# Problems and tasks
[A] In the pandemic blog post, when was the writer's earlier "last post ever" actually written?
[B] Pick up the pandemic blog post after its final sentence and keep writing it.

First of all, how the hell does COVID time fly by so quickly? I could swear I wrote what I thought was the last post ever here maybe two or three months ago…I now notice it was back in January. Yikes. Or maybe yay is the correct sentiment when it comes to leaving the darkest months (years) of pandemic anxiety, isolation and just all-around shitty-ness well behind us? I mean, not like our current collective reality is exactly great times or anything, but…whatever, I’ll take it over this time last year, and certainly the year before that one.

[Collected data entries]
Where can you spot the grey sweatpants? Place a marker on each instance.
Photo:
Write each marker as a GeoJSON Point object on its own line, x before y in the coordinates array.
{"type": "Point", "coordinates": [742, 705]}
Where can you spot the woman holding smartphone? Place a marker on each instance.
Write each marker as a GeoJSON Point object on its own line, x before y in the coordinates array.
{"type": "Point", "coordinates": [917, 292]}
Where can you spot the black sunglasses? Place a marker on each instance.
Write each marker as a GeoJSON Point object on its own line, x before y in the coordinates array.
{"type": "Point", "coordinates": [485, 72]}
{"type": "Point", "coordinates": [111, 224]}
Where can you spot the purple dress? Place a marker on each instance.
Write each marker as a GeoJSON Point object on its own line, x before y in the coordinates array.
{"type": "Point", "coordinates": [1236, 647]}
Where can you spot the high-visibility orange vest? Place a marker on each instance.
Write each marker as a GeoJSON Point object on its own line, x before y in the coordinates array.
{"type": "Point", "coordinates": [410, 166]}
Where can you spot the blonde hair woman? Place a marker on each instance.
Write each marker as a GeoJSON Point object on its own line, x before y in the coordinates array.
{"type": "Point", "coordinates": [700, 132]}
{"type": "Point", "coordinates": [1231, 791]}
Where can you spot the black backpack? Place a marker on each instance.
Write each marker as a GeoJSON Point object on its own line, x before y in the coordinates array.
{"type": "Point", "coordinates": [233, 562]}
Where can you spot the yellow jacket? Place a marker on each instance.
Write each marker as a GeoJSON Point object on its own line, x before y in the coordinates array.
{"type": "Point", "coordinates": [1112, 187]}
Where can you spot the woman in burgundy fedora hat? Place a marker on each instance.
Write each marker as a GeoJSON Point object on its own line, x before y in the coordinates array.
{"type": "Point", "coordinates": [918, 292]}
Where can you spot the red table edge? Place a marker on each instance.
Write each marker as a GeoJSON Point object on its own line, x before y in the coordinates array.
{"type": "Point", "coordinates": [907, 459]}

# Your responses
[A] Back in January.

[B]
Weirdly, I randomly picked today as THE day I would just break the seal of overthinking the hell out of whether or not I should start blogging again and just do it already…only to realize that I already wrote pretty much what I’d write today, last year today (sorry–grammar, but nobody but my mom is likely to read this anyway so yolo. So yeah, I can either leave it at just hi again if anyone stumbles on this post or spend the next hour going down the TMI rabbit hole. I guess I’ll save the TMI for another time…or maybe I’ll just skip that part and dust off one of the dozens of draft posts I’ve half-written or finally write one of the other dozens of things I’ve wanted to write about for ages now but for whatever reason decided not to bother. But I need to bother because I need to break out of the isolation bubble I’ve sealed myself in, one way or another, so may as well start here.
Not to mention that I have read and watched and listened to ALL THE THINGS these past few years, so if you’re like me and prefer to read recommendations rather than watch YouTube or TikTok or whatever, stay tuned.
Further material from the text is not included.